**Input records:**
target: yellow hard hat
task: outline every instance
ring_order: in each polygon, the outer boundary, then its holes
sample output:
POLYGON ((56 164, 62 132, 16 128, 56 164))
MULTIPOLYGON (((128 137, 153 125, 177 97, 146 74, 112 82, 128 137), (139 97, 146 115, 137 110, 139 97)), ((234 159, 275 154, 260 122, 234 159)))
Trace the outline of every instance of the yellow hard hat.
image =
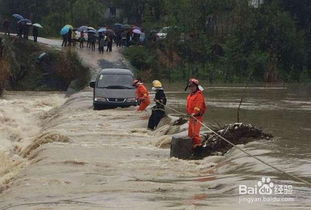
POLYGON ((161 88, 162 87, 162 83, 159 80, 153 80, 152 85, 155 88, 161 88))

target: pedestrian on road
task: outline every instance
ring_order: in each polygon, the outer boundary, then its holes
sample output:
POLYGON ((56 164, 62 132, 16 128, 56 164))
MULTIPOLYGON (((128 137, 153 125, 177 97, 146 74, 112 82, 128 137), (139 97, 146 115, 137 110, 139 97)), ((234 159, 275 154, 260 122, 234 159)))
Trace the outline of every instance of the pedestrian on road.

**How to complete this task:**
Reproduce the records in full, exactly as they appear, and show none of the pictures.

**Written solution:**
target: yellow hard hat
task: outline every instance
ring_order: in each polygon, the outer boundary, then its holes
sample output:
POLYGON ((56 164, 62 132, 16 128, 56 164))
MULTIPOLYGON (((128 137, 153 125, 177 97, 146 74, 112 82, 128 137), (139 97, 146 115, 137 110, 139 97)), ((234 159, 275 154, 260 122, 234 159)))
Trace the outline of every instance of the yellow hard hat.
image =
POLYGON ((161 88, 162 87, 162 83, 159 80, 153 80, 152 85, 155 88, 161 88))

target: pedestrian on road
task: outline every instance
ring_order: in each polygon, the outer boundary, then its holes
sample output:
POLYGON ((56 164, 62 132, 16 128, 56 164))
MULTIPOLYGON (((128 137, 153 125, 177 97, 146 74, 112 82, 128 137), (139 97, 146 115, 137 110, 139 97)), ((234 159, 275 154, 260 122, 234 159)))
Trace the outline of every instance of the pedestrian on road.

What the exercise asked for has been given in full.